→ **Text provided**
⁂

Wednesday, June 19, 2013

Mid -Twentieth Century Woman

As I was born in the early 1950's, I can describe myself as a mid-twentieth century woman. Those of us born in the 1950's have experienced a great deal of societal change during our lives. In 1952, when I was born, the average woman married at the age of 20 and conceived the first of her 3.77 children within 7 months of marriage. She had no plans to work outside of the home and the idea of divorce was unthinkable.

In the elementary school yard in Canada, during the 1950's, boys and girls did not play together since boys played rougher games than girls. Physical Education classes were also segregated according to gender and there were few organized sports teams for girls. It was not regarded as "feminine" for a girl to be "competitive".
Look how many of us were in the class!

In high school, all girls were required to study Home Economics for at least one year and then encouraged to consider a Clerical or Home Economics programme in addition to the Academic programme. In my life, this is when I started to balk because I wanted to study two foreign languages rather than Childcare or Bookkeeping. Against the advice of the school counsellor, I took my chances and followed a "Double Academic " programme with "nothing to fall back on."
You can tell that Mademoiselle L was a dreamy girl. 

There were still few career options afforded to young women: teaching, nursing or social work.
None of these appealed to me in the least! I dreamt of becoming an interpreter for the United Nations or  a foreign correspondent. Not knowing where to begin with this, I did what many other mid-century women did: got married and conceived a child within 3 months just like my mother and grandmother. But the times, they were a-changing. I worked part-time is a small public library and found myself discontent with domestic life. Many of my friends who married in the early seventies are now divorced; some remarried like me, others single by circumstances or by choice.

⁂

→ **Entries provided**
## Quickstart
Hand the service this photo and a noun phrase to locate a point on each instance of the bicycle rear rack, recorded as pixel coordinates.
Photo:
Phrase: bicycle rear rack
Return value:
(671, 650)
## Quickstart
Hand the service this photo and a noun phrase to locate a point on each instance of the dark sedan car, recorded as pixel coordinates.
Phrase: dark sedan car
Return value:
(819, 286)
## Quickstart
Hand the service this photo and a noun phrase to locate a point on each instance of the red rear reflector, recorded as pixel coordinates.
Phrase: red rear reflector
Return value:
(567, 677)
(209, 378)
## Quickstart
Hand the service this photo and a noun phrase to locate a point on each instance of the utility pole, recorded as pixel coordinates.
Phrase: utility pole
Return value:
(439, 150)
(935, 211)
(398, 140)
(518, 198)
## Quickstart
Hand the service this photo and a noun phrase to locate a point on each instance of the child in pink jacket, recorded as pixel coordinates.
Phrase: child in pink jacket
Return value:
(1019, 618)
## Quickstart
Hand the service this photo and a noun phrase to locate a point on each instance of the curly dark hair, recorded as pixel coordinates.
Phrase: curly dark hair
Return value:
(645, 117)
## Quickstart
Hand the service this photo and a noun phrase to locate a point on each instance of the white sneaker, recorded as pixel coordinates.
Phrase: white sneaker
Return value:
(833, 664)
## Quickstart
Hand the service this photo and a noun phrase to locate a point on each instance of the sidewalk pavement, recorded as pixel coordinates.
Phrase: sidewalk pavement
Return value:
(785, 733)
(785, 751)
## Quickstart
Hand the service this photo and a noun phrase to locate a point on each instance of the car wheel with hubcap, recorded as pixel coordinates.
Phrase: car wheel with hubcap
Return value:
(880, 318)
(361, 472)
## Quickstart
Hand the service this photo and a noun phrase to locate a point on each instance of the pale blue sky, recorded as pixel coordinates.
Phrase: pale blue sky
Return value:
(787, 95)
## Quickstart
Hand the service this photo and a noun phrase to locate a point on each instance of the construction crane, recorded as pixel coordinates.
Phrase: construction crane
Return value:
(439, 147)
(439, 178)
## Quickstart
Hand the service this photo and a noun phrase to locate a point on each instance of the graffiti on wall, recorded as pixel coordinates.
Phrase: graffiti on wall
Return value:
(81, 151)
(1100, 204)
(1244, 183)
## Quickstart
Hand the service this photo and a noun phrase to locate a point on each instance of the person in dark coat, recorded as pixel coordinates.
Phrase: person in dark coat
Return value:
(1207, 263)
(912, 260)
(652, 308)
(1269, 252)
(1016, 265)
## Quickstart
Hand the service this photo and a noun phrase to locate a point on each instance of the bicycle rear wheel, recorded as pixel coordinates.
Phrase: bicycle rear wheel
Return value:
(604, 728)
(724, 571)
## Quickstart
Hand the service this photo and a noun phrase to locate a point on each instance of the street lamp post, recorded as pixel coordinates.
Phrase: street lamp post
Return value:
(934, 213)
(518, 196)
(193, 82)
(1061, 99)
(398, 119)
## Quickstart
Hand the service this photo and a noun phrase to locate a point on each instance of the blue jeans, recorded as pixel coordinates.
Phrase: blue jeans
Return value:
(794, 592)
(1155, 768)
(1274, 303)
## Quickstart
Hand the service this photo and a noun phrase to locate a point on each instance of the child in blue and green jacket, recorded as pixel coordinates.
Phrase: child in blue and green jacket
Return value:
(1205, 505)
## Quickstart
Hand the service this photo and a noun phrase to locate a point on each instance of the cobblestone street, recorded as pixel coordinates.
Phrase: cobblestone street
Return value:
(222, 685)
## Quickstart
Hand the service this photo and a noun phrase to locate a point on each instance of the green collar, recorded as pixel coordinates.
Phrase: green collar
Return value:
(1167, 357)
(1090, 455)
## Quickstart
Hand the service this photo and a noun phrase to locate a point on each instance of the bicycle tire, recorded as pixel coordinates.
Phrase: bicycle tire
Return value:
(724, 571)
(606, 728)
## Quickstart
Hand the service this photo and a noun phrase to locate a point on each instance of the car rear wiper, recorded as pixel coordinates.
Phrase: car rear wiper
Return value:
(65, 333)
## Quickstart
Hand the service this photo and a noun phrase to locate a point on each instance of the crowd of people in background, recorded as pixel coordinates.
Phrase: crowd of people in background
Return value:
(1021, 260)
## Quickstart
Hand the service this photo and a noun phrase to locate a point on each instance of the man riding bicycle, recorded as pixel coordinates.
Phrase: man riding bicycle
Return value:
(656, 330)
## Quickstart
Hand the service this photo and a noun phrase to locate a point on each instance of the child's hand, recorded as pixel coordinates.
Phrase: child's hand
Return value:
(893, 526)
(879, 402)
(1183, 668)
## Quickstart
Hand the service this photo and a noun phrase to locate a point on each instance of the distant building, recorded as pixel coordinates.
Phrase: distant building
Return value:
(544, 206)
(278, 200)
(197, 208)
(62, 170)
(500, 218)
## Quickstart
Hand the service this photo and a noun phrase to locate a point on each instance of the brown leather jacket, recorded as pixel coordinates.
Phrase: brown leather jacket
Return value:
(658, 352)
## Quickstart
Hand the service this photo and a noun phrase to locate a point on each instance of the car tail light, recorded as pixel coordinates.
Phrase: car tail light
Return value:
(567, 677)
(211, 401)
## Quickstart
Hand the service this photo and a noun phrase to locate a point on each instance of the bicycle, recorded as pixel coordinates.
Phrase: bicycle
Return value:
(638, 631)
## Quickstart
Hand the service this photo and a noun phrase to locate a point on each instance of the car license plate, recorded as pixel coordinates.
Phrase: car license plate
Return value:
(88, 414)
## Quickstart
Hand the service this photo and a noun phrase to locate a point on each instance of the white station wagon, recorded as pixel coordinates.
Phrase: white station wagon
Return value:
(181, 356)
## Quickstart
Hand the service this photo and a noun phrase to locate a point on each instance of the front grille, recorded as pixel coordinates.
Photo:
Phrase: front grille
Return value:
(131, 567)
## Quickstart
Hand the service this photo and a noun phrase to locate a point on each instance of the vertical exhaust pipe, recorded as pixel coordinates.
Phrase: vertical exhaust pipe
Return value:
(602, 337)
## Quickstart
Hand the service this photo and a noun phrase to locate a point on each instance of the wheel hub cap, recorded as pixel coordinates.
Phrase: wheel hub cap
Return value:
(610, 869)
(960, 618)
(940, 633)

⁂

→ **Tasks and exercises**
**1)** Using the post about being a mid-twentieth century woman, say whether each statement agrees with it: (a) In 1952 the average woman married at age 20. (b) Physical Education classes in the 1950s schoolyard era mixed boys and girls. (c) The writer chose a high school programme on the school counsellor's advice. For each, answer yes or no and quote the deciding words of the post.
**2)** Write out word for word the part of the post that opens with the words containing "There were still" and closes with "or by choice.".
The items aren't needed here.

→ **Per-task answers**
**1)**
(a) Yes: "In 1952, when I was born, the average woman married at the age of 20"
(b) No: "Physical Education classes were also segregated according to gender"
(c) No: "Against the advice of the school counsellor, I took my chances"

**2)**
There were still few career options afforded to young women: teaching, nursing or social work.
None of these appealed to me in the least! I dreamt of becoming an interpreter for the United Nations or  a foreign correspondent. Not knowing where to begin with this, I did what many other mid-century women did: got married and conceived a child within 3 months just like my mother and grandmother. But the times, they were a-changing. I worked part-time is a small public library and found myself discontent with domestic life. Many of my friends who married in the early seventies are now divorced; some remarried like me, others single by circumstances or by choice.